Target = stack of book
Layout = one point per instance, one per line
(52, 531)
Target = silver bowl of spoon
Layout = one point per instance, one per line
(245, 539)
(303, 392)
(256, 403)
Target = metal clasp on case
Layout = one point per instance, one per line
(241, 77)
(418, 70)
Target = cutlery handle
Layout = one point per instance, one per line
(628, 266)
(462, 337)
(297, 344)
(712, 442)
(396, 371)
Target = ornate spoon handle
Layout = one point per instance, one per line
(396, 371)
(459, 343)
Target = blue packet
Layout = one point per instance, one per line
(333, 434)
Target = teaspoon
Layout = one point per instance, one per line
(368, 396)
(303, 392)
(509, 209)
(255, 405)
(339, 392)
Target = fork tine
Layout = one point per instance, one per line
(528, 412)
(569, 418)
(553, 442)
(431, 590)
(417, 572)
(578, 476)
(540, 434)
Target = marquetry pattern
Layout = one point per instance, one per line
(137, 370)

=== SHORT PROBLEM ===
Retype only the lines running from the line with "Target = silver bowl of spoon" to the end of the listing, including both of those lines.

=== ANSWER TO THIS PROBLEM ===
Target = silver bowl of spoon
Layout = one point per instance, one per line
(245, 539)
(303, 392)
(256, 403)
Target = metal clasp on case
Layout = one point per instance, one per line
(241, 77)
(418, 70)
Target = cutlery handle
Layout = one point per instance, one per line
(628, 266)
(462, 337)
(297, 344)
(712, 442)
(396, 371)
Target = ornate spoon handle
Layout = one point per instance, one per line
(396, 371)
(459, 343)
Target = blue packet
Layout = one point per instance, one per line
(333, 434)
Target = teaspoon
Layout = one point per instance, one per line
(368, 396)
(303, 392)
(509, 209)
(255, 405)
(339, 392)
Target = fork tine
Layout = one point per instance, one per line
(528, 412)
(569, 418)
(553, 442)
(431, 590)
(417, 572)
(578, 476)
(540, 434)
Target = marquetry pattern
Layout = one point per instance, one per line
(137, 370)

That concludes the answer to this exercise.